Ausgewählter Textauszug »
Training mit sehr niedriger Intensität bedeutet, dass die Belastung unterhalb der ersten ventilatorischen Schwelle (VT1) liegt, die in etwa dem ersten Laktatschwellenwert entspricht. Herzfrequenztechnisch bewegt sich diese Trainingszone bei den meisten Sportlerinnen und Sportlern zwischen 60–70 % der maximalen Herzfrequenz.

Aus aerober Leistungsperspektive entspricht dieses Training einer Intensität von 50–60 % der maximalen Sauerstoffaufnahme (VO₂max) – also weit entfernt vom Leistungslimit!

Für diejenigen, die sich auf ihr Körpergefühl verlassen, zeichnet sich das Training mit sehr niedriger Intensität durch eine hohe Atemökonomie aus – Gespräche sind problemlos möglich, egal ob beim Laufen oder Radfahren. Muskulär betrachtet treten in den ersten ein bis zwei Stunden keine peripheren Ermüdungserscheinungen oder Schmerzen auf.

Bereitgestelltes Material »
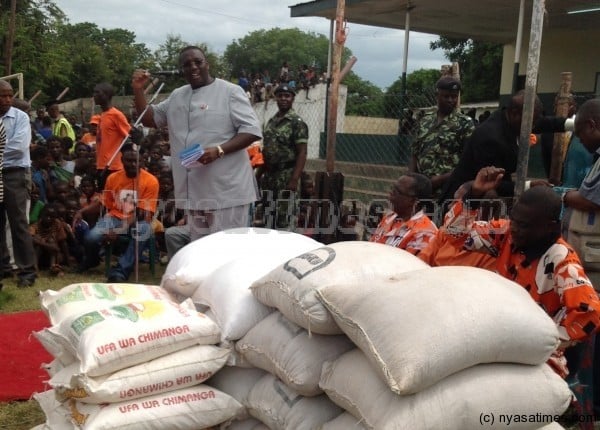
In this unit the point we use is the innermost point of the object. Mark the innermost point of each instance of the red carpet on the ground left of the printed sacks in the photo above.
(21, 355)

Zu bearbeitende Aufgaben »
1. Prüfen Sie, ob die folgenden Aussagen mit dem Textauszug über Training mit sehr niedriger Intensität übereinstimmen, und belegen Sie jede Antwort mit einem wörtlichen Zitat: (a) Bei den meisten Sportlerinnen und Sportlern liegt diese Trainingszone zwischen 60–70 % der maximalen Herzfrequenz. (b) Das Training entspricht einer Intensität von 70–80 % der VO₂max. (c) In den ersten ein bis zwei Stunden treten periphere Ermüdungserscheinungen auf.
2. Fassen Sie den Textauszug über Training mit sehr niedriger Intensität in zwei Sätzen zusammen.
3. Setzen Sie den Textauszug über Training mit sehr niedriger Intensität im Anschluss an seinen letzten Satz fort.
Das Material steht in keinem Zusammenhang mit dem Textauszug.

Erwartete Ergebnisse »
1.
(a) Ja: „zwischen 60–70 % der maximalen Herzfrequenz“
(b) Nein: „einer Intensität von 50–60 % der maximalen Sauerstoffaufnahme (VO₂max)“
(c) Nein: „treten in den ersten ein bis zwei Stunden keine peripheren Ermüdungserscheinungen oder Schmerzen auf“

2. Training mit sehr niedriger Intensität liegt unterhalb der ersten ventilatorischen Schwelle (VT1), bei den meisten Sportlerinnen und Sportlern zwischen 60–70 % der maximalen Herzfrequenz und bei 50–60 % der VO₂max. Es zeichnet sich durch eine hohe Atemökonomie aus, sodass Gespräche problemlos möglich sind, und in den ersten ein bis zwei Stunden treten keine peripheren Ermüdungserscheinungen oder Schmerzen auf.

3.
Warum sollte man langsam trainieren?

Das Training mit niedriger Intensität bietet zahlreiche Vorteile, insbesondere zu Beginn der Saison, wenn die Grundlage für dieTriathlon-Saison gelegt wird.

1. Schnellere Erholung

Ein wesentlicher Vorteil ist die geringe Belastung des Körpers. Diese Einheiten verursachen nur wenig Ermüdung, sodass man sie täglich durchführen oder sogar zwei Trainingseinheiten pro Tag absolvieren kann.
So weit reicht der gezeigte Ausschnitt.